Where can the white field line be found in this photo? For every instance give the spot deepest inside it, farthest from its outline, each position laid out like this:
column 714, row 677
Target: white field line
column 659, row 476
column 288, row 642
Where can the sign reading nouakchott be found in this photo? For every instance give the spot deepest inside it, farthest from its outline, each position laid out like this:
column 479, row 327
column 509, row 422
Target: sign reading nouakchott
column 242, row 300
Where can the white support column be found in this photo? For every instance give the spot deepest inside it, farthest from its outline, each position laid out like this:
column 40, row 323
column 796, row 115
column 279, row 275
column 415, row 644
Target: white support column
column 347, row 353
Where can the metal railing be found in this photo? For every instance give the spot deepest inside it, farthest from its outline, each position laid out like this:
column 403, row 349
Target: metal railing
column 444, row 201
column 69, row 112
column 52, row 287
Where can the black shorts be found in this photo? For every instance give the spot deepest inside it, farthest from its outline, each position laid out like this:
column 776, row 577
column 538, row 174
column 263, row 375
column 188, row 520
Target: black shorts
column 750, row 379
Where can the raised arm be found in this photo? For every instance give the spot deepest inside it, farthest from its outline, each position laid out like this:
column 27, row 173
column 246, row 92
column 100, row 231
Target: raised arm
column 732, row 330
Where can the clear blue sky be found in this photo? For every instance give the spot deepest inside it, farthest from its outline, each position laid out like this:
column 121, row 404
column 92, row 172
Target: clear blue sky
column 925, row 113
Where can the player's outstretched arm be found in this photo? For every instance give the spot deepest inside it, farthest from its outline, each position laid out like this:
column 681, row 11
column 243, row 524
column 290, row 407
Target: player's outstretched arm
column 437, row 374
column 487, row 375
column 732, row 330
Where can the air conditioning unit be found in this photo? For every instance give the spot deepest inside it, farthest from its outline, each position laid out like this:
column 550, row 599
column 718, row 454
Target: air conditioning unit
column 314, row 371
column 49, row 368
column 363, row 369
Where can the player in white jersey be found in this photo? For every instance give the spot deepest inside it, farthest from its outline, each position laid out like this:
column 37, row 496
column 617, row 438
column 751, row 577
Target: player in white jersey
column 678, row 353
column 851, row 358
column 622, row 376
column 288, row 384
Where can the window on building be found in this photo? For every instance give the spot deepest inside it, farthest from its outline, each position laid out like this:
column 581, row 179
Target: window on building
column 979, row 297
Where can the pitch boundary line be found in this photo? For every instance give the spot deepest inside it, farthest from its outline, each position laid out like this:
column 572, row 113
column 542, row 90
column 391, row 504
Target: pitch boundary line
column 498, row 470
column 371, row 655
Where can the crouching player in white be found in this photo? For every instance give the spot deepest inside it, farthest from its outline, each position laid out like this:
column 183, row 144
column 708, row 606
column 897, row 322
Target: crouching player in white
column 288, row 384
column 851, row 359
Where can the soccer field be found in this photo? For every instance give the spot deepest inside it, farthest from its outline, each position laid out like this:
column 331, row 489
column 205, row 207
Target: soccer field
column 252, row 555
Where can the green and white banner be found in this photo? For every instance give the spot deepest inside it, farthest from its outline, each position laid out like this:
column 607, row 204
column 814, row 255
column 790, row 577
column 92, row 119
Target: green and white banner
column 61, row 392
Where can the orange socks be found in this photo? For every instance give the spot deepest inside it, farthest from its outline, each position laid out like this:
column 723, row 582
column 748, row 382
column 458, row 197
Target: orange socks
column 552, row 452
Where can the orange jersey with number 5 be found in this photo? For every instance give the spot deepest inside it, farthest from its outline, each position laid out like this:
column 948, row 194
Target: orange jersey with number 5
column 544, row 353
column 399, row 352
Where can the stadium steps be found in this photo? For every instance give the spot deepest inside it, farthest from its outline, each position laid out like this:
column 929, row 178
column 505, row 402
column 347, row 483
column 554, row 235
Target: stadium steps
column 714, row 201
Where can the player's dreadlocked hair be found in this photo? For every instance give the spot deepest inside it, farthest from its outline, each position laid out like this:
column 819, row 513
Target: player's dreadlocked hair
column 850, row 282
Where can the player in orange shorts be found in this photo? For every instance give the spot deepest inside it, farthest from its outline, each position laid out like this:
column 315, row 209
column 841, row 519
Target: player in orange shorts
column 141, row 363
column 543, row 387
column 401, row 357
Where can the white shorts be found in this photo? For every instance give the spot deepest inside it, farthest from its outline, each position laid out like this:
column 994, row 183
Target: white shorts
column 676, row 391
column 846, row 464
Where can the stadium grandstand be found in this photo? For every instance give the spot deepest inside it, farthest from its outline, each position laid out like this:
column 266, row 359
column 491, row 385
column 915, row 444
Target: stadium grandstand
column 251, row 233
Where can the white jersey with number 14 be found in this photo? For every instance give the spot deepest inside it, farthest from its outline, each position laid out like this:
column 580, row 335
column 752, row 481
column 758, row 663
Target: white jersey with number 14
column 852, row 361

__________________________________________________

> **TASK TO COMPLETE**:
The entire listing needs to be output again, exactly, please.

> **ANSWER TO THIS TASK**:
Where can the white field line be found in this photo? For every instance give the spot deepest inside it, farthest from its outline, each position laid out like this:
column 714, row 677
Target: white field line
column 659, row 476
column 288, row 642
Where can the sign reading nouakchott be found in this photo? For every instance give the spot deepest inside it, farthest from its outline, each position laid out like this:
column 479, row 327
column 509, row 422
Target: sign reading nouakchott
column 242, row 300
Where can the white support column be found in this photo? For every instance give the spot deepest inside it, farthest from its outline, each position laid out like this:
column 40, row 323
column 796, row 115
column 279, row 275
column 415, row 644
Target: white support column
column 347, row 353
Where can the metal railing be found in this photo? For every instance give the spot deepest inside it, farthest from its outline, each position laid out like this:
column 403, row 349
Target: metal railing
column 444, row 201
column 69, row 112
column 52, row 287
Where can the black shorts be found in this photo? For every instance give the spot deepest inside it, farthest from its outline, each position laid out like this:
column 776, row 577
column 538, row 174
column 263, row 375
column 188, row 520
Target: black shorts
column 750, row 379
Where can the raised arm be found in this photo? For every instance give the spot deepest inside it, farthest from its outline, each position laid out like this:
column 27, row 173
column 246, row 92
column 100, row 231
Target: raised arm
column 732, row 330
Where can the clear blue sky be found in this photo? For every instance give the spot deepest inside it, farthest from its outline, each position laid out like this:
column 121, row 404
column 92, row 172
Target: clear blue sky
column 925, row 113
Where can the player's outstretched arm be found in this photo? For every instance give the spot deepest inside it, farthest from its outline, each position laid out like this:
column 681, row 11
column 243, row 524
column 290, row 407
Target: player's outstretched arm
column 437, row 374
column 487, row 375
column 732, row 330
Where can the air conditioning unit be found in this photo? For every instance give the spot deepest inside it, farthest from its outline, each position laid out like this:
column 550, row 599
column 718, row 454
Target: air conditioning unit
column 314, row 371
column 49, row 368
column 363, row 369
Where can the player in white jersey be found in this photo? For every instance give the spot deepest inside it, farthest from its outline, each position laid out like this:
column 37, row 496
column 617, row 438
column 751, row 577
Target: player in white jersey
column 678, row 353
column 851, row 358
column 622, row 376
column 288, row 384
Where can the window on building be found in this photo? For every instance give the spot deepest inside it, farthest from its outline, each position laid out like this:
column 581, row 179
Target: window on building
column 979, row 297
Where can the pitch boundary line be found in this photo? For every instance give the spot deepest inside it, farthest from its outline, each position laid out like this:
column 572, row 113
column 542, row 90
column 391, row 504
Target: pitch boundary line
column 498, row 470
column 371, row 655
Where can the crouching player in white be found in this photo? For every instance give the spot deepest inside it, farthest from its outline, each position laid out like this:
column 183, row 144
column 708, row 606
column 897, row 322
Target: crouching player in white
column 288, row 384
column 851, row 359
Where can the soccer field be found in this photo? For every instance give the spot deepest inside it, farthest from its outline, each position laid out like this:
column 331, row 489
column 205, row 207
Target: soccer field
column 252, row 555
Where can the green and white banner be found in this photo? For every instance give the spot deepest inside it, farthest from its outline, each position laid out like this:
column 607, row 204
column 814, row 255
column 790, row 577
column 92, row 119
Target: green and white banner
column 61, row 392
Where can the orange socks be found in this photo? For every instance give the spot deepest inside it, farthest from its outline, each position laid out like this:
column 723, row 582
column 748, row 382
column 458, row 197
Target: orange socks
column 552, row 452
Where can the orange jersey with number 5 be found in this photo? For every instance give the spot deepest inside it, farthest from its outline, each position laid out like this:
column 948, row 194
Target: orange jersey with number 5
column 544, row 353
column 399, row 352
Where can the stadium steps be found in this photo? For every instance give the spot deepest inside it, farthest from its outline, each position laid out like this:
column 929, row 178
column 505, row 402
column 347, row 483
column 554, row 235
Target: stadium steps
column 714, row 201
Where can the player's dreadlocked hair be found in this photo? For every instance give the spot deepest inside it, farthest from its outline, each position laid out like this:
column 819, row 513
Target: player's dreadlocked hair
column 850, row 282
Where can the player in orange shorts be found in this photo? For every instance give the spot deepest inside it, farthest from its outline, each position laid out like this:
column 315, row 209
column 841, row 519
Target: player in orange shorts
column 141, row 363
column 543, row 387
column 401, row 357
Where can the white shorts be found in this photo? For every instance give the spot deepest inside it, farthest from its outline, each position laid out like this:
column 994, row 183
Target: white shorts
column 676, row 391
column 846, row 464
Where can the stadium grandstand be found in this photo? For every instance give the spot deepest inside it, farthest from its outline, each position laid out like this:
column 266, row 359
column 491, row 385
column 915, row 444
Target: stadium grandstand
column 251, row 233
Where can the white jersey with number 14 be found in this photo? For every instance give the spot deepest inside it, farthest from its outline, each position laid out like this:
column 580, row 335
column 752, row 481
column 758, row 663
Target: white jersey with number 14
column 852, row 361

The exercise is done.